** Start Task inputs **

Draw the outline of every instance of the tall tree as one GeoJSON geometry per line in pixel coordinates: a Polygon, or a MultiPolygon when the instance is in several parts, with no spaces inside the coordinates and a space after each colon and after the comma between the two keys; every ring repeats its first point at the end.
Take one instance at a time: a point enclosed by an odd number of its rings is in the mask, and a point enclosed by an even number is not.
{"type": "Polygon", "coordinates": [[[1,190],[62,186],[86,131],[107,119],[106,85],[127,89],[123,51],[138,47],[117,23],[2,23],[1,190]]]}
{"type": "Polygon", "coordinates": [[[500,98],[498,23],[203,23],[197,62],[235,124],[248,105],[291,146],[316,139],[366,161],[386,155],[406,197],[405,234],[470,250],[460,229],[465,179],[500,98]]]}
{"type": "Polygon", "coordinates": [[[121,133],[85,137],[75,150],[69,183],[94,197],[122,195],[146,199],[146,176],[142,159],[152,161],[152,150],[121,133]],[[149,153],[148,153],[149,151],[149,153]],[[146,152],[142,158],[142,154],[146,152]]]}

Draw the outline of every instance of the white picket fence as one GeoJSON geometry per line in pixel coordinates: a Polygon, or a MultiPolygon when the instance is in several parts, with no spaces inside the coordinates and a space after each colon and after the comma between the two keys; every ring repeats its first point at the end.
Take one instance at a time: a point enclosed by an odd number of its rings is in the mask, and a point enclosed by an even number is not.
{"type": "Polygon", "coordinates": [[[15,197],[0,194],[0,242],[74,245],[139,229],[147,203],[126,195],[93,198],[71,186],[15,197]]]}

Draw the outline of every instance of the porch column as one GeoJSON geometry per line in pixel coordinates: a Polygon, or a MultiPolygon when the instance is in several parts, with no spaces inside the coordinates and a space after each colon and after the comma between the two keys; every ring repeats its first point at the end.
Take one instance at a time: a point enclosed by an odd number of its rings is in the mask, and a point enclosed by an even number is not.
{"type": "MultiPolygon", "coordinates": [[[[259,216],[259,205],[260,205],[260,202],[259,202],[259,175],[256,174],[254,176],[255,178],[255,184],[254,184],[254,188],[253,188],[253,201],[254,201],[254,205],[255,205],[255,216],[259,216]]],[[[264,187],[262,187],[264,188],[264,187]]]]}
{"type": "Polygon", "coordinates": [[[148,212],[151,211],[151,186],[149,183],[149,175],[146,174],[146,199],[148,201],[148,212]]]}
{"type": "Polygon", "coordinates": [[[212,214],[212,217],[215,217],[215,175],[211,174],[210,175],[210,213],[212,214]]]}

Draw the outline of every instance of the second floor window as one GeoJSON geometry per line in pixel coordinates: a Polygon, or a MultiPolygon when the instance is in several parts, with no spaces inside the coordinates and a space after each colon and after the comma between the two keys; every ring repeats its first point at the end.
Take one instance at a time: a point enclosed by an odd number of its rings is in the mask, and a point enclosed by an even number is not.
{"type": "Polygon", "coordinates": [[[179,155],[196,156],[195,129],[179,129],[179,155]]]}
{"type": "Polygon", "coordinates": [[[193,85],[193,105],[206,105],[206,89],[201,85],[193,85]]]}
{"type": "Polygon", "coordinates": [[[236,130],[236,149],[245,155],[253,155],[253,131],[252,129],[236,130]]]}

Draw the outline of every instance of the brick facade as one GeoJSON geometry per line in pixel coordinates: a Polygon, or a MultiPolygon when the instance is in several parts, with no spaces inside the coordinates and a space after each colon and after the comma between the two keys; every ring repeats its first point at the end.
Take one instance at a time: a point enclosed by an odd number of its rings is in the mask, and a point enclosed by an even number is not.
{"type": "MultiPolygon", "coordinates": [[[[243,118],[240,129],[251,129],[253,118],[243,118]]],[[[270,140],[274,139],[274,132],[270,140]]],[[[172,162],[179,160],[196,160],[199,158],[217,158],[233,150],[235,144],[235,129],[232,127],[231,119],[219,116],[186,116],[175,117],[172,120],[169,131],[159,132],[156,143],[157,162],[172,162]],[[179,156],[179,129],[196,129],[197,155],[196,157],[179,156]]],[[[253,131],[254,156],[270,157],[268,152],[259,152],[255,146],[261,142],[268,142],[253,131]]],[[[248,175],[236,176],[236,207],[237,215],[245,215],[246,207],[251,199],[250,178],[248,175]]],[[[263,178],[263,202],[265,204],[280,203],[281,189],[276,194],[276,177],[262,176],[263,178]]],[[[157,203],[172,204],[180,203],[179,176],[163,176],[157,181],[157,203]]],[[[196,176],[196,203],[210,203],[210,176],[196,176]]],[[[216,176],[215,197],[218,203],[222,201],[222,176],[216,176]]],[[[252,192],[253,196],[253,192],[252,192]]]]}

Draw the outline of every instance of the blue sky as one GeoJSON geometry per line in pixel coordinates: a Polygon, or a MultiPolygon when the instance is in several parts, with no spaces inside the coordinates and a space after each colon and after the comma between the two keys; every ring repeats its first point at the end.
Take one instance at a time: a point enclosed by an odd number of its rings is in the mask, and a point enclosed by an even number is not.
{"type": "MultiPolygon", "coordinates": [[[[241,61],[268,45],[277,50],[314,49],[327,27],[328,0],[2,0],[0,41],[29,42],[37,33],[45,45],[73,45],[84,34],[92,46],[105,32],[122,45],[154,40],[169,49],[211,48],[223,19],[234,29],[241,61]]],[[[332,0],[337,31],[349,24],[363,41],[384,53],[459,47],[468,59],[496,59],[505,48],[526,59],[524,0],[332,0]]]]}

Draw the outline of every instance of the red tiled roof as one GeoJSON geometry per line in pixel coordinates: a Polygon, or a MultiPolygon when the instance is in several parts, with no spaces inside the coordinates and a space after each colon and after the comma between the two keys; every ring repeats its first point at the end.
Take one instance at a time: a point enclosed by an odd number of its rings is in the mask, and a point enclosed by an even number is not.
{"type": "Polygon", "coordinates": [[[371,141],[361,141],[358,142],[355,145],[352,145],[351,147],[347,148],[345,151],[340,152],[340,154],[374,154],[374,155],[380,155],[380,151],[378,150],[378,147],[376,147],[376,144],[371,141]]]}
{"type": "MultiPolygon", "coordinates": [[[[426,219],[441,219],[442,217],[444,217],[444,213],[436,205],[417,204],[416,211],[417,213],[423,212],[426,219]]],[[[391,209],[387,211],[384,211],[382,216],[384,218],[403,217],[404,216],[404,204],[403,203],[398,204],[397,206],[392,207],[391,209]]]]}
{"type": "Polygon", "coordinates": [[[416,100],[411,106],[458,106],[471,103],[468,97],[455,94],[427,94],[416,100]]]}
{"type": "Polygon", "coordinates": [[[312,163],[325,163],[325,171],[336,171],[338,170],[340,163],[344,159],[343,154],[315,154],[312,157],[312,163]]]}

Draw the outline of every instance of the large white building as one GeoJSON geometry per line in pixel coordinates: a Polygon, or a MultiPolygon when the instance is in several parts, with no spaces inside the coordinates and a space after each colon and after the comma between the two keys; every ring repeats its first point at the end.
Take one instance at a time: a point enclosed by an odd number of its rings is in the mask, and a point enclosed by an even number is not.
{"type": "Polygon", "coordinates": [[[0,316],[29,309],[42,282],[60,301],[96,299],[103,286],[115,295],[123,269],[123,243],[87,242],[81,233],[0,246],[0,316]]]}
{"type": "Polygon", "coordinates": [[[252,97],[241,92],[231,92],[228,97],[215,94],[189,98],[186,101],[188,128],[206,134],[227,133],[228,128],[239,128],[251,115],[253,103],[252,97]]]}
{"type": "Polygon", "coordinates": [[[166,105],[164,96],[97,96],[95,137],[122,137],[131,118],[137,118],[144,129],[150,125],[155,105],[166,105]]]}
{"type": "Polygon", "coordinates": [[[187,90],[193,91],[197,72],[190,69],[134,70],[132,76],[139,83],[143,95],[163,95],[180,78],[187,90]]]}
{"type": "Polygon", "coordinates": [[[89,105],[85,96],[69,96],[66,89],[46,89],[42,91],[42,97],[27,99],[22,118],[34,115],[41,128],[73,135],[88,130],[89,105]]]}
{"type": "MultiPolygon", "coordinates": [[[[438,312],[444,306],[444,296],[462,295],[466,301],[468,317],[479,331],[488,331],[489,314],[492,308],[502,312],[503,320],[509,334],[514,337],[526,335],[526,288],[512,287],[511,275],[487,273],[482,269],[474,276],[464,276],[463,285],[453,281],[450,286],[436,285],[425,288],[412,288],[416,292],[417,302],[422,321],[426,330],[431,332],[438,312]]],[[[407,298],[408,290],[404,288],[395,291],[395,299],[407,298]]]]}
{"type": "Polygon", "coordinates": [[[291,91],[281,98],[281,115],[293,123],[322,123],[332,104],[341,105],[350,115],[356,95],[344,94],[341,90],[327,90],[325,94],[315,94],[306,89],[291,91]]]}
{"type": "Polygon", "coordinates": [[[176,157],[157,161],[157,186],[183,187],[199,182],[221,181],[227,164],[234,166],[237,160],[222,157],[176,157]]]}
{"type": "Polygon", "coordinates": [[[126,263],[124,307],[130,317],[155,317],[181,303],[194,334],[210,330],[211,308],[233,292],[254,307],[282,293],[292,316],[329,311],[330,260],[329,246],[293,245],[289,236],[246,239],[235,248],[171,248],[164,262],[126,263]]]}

** End Task inputs **

Objective
List each line of the items that contains the word "white", counting only matches in the same case.

Written answer
Draw the outline of every instance of the white picket fence as one GeoJSON geometry per line in pixel coordinates: a Polygon, or a MultiPolygon when the instance is in several parts, with no spaces inside the coordinates and a space after each colon and after the comma between the two keys; every ring repeats its first point at the end.
Draw the outline of every instance of the large white building as one GeoJSON geometry per line in pixel coordinates: a Polygon, or a MultiPolygon when the instance is in several parts, with no spaces inside the coordinates and a space after each colon and after the comma between the two keys; every ring repeats its first point at the end.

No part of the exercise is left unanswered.